§ **Action item**:
Could you reproduce all of the entries below without a single change?

(Natural language region descriptions)

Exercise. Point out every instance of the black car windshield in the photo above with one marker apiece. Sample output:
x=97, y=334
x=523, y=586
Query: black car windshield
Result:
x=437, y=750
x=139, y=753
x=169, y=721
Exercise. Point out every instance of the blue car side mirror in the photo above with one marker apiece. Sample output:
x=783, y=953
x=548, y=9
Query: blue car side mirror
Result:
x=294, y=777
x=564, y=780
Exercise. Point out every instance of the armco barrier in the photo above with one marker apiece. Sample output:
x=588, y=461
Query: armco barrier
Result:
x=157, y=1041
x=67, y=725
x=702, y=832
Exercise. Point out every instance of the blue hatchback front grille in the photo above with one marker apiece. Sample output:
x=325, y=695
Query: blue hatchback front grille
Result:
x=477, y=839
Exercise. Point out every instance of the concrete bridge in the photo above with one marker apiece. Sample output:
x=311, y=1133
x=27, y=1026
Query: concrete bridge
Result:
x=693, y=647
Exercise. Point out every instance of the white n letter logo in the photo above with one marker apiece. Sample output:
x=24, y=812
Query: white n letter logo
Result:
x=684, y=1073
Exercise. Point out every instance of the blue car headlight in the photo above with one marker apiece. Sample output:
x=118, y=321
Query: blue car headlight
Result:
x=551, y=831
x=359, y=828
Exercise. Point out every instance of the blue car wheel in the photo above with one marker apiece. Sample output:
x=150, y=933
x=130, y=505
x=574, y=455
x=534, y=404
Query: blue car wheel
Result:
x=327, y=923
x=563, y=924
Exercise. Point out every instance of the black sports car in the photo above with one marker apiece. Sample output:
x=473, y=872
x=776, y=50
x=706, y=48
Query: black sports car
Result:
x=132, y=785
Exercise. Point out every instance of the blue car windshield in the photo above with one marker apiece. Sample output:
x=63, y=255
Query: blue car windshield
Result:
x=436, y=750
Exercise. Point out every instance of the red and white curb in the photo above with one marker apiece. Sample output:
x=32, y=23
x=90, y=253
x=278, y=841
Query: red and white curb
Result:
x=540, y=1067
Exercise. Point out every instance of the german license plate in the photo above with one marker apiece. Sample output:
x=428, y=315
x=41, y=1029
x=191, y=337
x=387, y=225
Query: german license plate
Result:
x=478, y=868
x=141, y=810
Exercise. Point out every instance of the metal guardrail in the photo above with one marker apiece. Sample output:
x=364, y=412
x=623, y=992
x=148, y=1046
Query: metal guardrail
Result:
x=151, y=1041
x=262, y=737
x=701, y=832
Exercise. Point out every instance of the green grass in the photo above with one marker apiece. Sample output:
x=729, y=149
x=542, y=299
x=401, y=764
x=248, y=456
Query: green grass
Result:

§ **Answer space**:
Exercise. Point out every instance of the black car windshield in the photo above with one marker apiece. Sample output:
x=97, y=334
x=523, y=586
Query: black car windshield
Result:
x=437, y=750
x=139, y=753
x=169, y=721
Exercise. Point out every instance of the blue car side mirror in the photo above with one marker apiece. Sample output:
x=783, y=953
x=548, y=9
Query: blue car side mirror
Result:
x=294, y=777
x=564, y=780
Exercise. Point out every instance of the armco barrier in the photo above with one marker apiece. Sample output:
x=588, y=461
Query: armco barrier
Result:
x=157, y=1041
x=67, y=725
x=702, y=832
Exercise. Point out every instance of the blue hatchback front grille in the photo above with one marker apiece. Sample output:
x=325, y=695
Query: blue hatchback front grille
Result:
x=477, y=839
Exercise. Point out every instance of the concrete bridge in the photo above with one marker apiece. Sample output:
x=311, y=1133
x=27, y=1026
Query: concrete bridge
Result:
x=693, y=647
Exercise. Point out every instance of the white n letter logo in the photo above with one marker apiece. Sample output:
x=24, y=812
Query: white n letter logo
Result:
x=684, y=1073
Exercise. Point out every instance of the blue car headlight in the photo above with one marker apiece. Sample output:
x=118, y=321
Query: blue car headlight
Result:
x=551, y=831
x=359, y=828
Exercise. Point out every instance of the blue car wheel in the photo above with one marker apiece. Sample output:
x=150, y=933
x=130, y=505
x=574, y=455
x=534, y=404
Query: blue car wheel
Result:
x=327, y=923
x=563, y=924
Exercise. Point out every instance of the black sports car in the photo above with one marker apiece. Sample output:
x=473, y=872
x=776, y=50
x=706, y=48
Query: black sports car
Result:
x=132, y=785
Exercise. Point out every instance of the blue car windshield in the photo above with one marker apiece. Sample output:
x=63, y=255
Query: blue car windshield
Result:
x=436, y=750
Exercise. Point out every instance of the red and white curb in the photo above with one marker apiece. Sample output:
x=32, y=23
x=90, y=253
x=278, y=841
Query: red and white curb
Result:
x=540, y=1067
Exercise. Point out every instance of the german license plate in the photo above with one marker apiece. Sample output:
x=428, y=315
x=41, y=1029
x=191, y=337
x=387, y=225
Query: german license plate
Result:
x=478, y=868
x=141, y=810
Exercise. Point out every instance of the metal guardrail in the photo above with one marker apiece. Sample output:
x=364, y=412
x=623, y=992
x=148, y=1046
Query: metal guardrail
Result:
x=151, y=1041
x=262, y=737
x=701, y=832
Exercise. Point out every instance of the green grass in the photo above with one marker apiece. Sample output:
x=729, y=149
x=542, y=299
x=401, y=764
x=248, y=456
Query: green grass
Result:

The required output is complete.